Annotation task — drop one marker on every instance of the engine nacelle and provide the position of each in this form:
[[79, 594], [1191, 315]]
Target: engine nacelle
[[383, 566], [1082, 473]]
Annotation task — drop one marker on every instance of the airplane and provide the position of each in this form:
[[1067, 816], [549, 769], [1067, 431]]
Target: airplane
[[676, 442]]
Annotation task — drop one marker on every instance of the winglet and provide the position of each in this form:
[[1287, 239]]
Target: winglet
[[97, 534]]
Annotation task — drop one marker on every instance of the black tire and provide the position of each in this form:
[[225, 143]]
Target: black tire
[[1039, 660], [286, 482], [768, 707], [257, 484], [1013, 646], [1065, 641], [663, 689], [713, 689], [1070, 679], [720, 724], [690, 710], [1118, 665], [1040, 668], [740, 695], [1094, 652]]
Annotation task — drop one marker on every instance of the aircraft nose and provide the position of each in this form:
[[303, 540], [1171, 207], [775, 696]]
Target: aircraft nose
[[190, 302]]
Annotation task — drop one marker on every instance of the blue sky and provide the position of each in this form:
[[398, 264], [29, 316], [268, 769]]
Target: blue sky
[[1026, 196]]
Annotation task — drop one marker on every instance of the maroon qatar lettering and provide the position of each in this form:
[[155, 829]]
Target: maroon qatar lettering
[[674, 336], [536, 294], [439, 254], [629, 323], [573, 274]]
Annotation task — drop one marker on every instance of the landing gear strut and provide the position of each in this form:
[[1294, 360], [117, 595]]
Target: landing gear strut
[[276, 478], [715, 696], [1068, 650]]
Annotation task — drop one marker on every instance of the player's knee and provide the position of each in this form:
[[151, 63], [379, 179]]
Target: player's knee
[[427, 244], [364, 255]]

Problem requirements: Output the line containing "of the winglet" and all lines after it to the end of the records, exactly as given.

Solution to this task:
Annotation task — drop one marker on every instance of the winglet and provide the position of each in this form:
[[1287, 239]]
Target: winglet
[[97, 534]]
Annotation task — drop one marker on every instance of the black tire and provide the position of each in this form:
[[225, 143]]
Target: black tire
[[1039, 660], [286, 482], [768, 707], [257, 484], [1013, 646], [1065, 641], [663, 689], [713, 689], [1070, 679], [720, 724], [690, 710], [1118, 665], [1040, 668], [740, 695], [1094, 652]]
Annotation task — drop one marker on every instance of the aircraft nose and provide the position of each in this form:
[[303, 540], [1171, 207], [775, 696]]
Target: aircraft nose
[[190, 302]]
Annotation task — drop one marker on every instance of the blue sky and provide the position of each in this form:
[[398, 264], [29, 316], [268, 769]]
Target: blue sky
[[1026, 196]]
Annotation task — drop one marker on every instance of the maroon qatar lettering and provide the position of each in this form:
[[155, 829]]
Target: maroon qatar lettering
[[674, 336], [536, 294], [439, 254], [629, 323], [573, 274]]
Annotation task — drop one marker on every instance of the landing gear strut and provide the position of each in this form:
[[1294, 360], [117, 595]]
Target: landing gear strut
[[276, 478], [715, 696], [1068, 650]]
Annotation task — drop one marker on every instance of the player's knee and provide the position of each in this form:
[[151, 63], [379, 179]]
Target: player's knee
[[427, 244], [364, 255]]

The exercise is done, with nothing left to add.